- [Text provided]:
|---|

Can`t recover Jeston after update to L4T 21.1 (DeleteAll failed)

By following the instructions here: https://github.com/NVIDIA/tegra-nouveau-rootfs, I’ve got a rootfs which I can run on an SD card. The eMMC is not flashable, but I can boot the SD card on the TK1 by running tegra-uboot-flasher on the host PC. Unless I could get the eMMC replaced, that’s the best I’m going to get.

If you’re not familiar with tegra-nouveau-rootfs, it is Arch Linux. Now my problem is, how to install CUDA. Does anyone know where I can find it for Arch Linux Arm?

CUDA requires the nVidia drivers. Nouveau will not work. It is possible that some of the files which apply_binaries.sh unpacks could work on Arch Linux, but I suspect mostly they won’t work. The nVidia graphics drivers expose the GPU in direct manner which nouveau does not…CUDA depends on direct GPU access.

Ok. It seems like my choices are to get the NVidia rootfs to boot, or to use OpenCL.

Here is what happens when I try to boot the NVidia rootfs, any suggestions?

Tegra124 (Jetson TK1) # boot
switch to partitions #0, OK
mmc1 is current device
Scanning mmc 1:1…
Found /boot/extlinux/extlinux.conf
Retrieving file: /boot/extlinux/extlinux.conf
796 bytes read in 67 ms (10.7 KiB/s)

|---|

- [Required task 1]:
From the forum thread, output the stretch from "CUDA requires the" through "direct GPU access.".
- [Required task 2]:
Answer these questions using the forum thread:
(a) What Linux distribution is tegra-nouveau-rootfs?
(b) According to the forum thread, what does CUDA depend on?
(c) Which file is found when scanning mmc 1:1?
- [Required task 3]:
Decide whether each statement agrees with the forum thread, answering yes or no and quoting the deciding words:
(a) The eMMC can be flashed.
(b) Nouveau will work for CUDA.
(c) The SD card can be booted on the TK1 by running tegra-uboot-flasher on the host PC.
The rows after this point are separate material, unrelated to the forum thread.

[Bounding-box records]
|---|

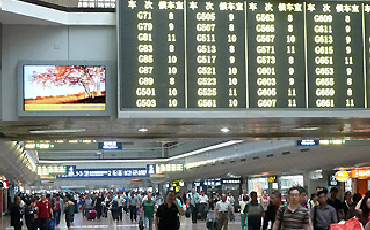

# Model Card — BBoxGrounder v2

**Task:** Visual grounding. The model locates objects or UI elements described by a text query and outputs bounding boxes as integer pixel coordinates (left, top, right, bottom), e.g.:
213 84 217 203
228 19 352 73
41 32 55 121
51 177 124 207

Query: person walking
227 192 235 221
215 194 233 230
140 193 156 230
63 195 75 229
311 190 338 230
128 193 137 223
263 191 283 230
242 192 265 230
239 195 249 230
35 194 54 230
342 191 353 216
198 191 209 221
188 188 200 224
115 193 123 222
53 194 64 226
83 194 93 217
328 187 345 220
155 191 185 230
272 187 311 230
96 193 105 219
308 193 319 210
10 197 22 230
24 200 35 230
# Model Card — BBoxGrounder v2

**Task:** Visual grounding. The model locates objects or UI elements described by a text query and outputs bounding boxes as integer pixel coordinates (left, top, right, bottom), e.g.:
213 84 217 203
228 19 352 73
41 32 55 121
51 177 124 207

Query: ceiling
0 117 370 141
166 146 370 180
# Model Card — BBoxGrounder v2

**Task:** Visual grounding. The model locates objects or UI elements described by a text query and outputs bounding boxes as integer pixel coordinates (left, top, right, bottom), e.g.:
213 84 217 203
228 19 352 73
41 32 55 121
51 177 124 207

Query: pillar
0 188 3 216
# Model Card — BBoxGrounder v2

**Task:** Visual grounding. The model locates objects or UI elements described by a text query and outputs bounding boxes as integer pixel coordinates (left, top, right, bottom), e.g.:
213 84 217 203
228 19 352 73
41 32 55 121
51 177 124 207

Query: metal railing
20 0 116 11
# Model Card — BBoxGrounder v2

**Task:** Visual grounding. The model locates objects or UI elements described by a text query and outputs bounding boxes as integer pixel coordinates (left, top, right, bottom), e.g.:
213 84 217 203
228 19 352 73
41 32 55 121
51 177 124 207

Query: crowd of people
10 186 370 230
10 191 185 230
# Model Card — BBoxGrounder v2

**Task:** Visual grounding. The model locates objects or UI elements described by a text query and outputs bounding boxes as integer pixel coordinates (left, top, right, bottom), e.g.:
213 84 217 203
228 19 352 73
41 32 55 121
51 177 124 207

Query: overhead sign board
297 139 319 146
335 171 351 182
351 168 370 179
58 168 149 178
329 175 338 186
98 141 122 150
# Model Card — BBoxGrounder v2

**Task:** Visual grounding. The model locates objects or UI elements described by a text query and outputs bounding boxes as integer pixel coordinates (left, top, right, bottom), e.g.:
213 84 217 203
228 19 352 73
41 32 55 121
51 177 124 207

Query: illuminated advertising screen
118 0 370 112
20 64 109 115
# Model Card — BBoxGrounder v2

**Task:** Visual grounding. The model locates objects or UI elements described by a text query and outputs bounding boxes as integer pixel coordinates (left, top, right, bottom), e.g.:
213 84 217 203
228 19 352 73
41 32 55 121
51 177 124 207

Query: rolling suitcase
185 208 191 218
206 218 217 230
87 210 96 220
48 219 55 230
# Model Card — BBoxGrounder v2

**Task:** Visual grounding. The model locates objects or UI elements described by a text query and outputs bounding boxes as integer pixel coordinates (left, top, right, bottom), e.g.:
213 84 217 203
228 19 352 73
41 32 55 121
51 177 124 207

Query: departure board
117 0 370 110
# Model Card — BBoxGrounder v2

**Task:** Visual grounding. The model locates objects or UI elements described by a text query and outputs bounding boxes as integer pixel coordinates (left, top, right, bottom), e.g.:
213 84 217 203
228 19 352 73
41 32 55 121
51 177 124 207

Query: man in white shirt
198 191 208 220
115 193 123 222
227 192 235 221
216 194 233 230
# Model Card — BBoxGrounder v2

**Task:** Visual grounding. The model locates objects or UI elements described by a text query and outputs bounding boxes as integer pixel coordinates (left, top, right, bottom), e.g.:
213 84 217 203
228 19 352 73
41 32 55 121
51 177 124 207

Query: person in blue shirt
123 192 130 215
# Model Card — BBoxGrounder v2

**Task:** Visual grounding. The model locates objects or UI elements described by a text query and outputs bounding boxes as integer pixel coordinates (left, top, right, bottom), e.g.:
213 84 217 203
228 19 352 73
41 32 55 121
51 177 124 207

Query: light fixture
29 129 86 134
294 126 320 131
221 127 230 133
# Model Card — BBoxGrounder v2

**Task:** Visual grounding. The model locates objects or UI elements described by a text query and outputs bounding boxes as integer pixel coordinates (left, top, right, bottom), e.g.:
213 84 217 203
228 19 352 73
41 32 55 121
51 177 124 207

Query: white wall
0 25 117 121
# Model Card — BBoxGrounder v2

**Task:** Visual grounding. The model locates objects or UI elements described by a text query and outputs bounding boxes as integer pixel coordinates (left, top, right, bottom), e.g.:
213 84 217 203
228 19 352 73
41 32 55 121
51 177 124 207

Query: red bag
343 218 362 230
329 224 344 230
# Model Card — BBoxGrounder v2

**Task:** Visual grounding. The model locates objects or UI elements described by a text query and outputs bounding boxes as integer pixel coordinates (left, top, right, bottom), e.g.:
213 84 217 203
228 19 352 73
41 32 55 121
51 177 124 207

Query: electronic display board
18 61 111 116
118 0 370 111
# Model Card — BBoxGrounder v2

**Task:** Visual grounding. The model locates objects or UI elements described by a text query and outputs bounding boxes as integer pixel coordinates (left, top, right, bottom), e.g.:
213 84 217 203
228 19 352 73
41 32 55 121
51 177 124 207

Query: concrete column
303 170 334 196
3 189 8 215
0 188 4 216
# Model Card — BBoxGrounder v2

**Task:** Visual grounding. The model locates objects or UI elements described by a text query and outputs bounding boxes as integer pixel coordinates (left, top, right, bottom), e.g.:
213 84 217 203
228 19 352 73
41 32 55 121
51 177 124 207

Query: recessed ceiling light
29 129 86 134
294 126 320 131
139 128 149 133
221 127 230 133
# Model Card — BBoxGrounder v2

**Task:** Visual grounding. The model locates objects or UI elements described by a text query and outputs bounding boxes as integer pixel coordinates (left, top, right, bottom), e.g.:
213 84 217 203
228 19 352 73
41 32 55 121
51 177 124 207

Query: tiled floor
0 214 249 230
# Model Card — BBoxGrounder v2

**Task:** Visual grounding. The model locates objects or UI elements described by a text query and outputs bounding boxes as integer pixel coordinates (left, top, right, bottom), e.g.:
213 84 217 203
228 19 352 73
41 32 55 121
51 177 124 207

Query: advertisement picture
23 65 106 111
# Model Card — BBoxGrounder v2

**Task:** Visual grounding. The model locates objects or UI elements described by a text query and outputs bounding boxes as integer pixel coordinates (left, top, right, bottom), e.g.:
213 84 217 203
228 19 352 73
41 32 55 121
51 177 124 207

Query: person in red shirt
35 194 54 230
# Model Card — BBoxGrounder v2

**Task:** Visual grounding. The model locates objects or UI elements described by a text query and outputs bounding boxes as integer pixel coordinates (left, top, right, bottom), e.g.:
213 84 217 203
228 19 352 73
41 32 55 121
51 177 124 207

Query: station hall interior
0 0 370 230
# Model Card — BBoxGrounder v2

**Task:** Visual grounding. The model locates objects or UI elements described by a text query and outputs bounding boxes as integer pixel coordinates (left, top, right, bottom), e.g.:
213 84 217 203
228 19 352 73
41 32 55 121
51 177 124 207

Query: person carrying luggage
10 197 22 230
24 200 35 230
188 188 200 224
140 193 155 230
63 195 75 229
83 194 93 216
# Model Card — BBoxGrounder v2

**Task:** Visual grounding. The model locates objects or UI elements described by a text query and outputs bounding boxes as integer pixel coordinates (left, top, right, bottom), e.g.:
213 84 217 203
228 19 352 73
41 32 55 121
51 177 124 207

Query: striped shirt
276 206 310 230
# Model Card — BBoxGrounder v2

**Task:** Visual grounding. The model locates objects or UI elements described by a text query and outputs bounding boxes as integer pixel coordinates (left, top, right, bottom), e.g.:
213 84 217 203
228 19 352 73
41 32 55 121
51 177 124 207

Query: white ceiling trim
0 0 116 26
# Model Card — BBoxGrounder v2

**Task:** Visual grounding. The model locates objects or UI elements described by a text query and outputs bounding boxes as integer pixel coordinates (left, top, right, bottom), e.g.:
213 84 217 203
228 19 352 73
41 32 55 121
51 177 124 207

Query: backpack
279 206 287 230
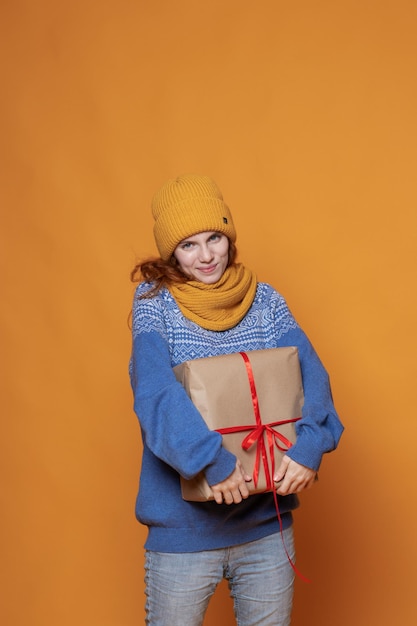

|---|

- [Correct output 1]:
CUDA requires the nVidia drivers. Nouveau will not work. It is possible that some of the files which apply_binaries.sh unpacks could work on Arch Linux, but I suspect mostly they won’t work. The nVidia graphics drivers expose the GPU in direct manner which nouveau does not…CUDA depends on direct GPU access.

- [Correct output 2]:
(a) Arch Linux
(b) Direct GPU access
(c) /boot/extlinux/extlinux.conf

- [Correct output 3]:
(a) No: "The eMMC is not flashable"
(b) No: "Nouveau will not work."
(c) Yes: "I can boot the SD card on the TK1 by running tegra-uboot-flasher on the host PC"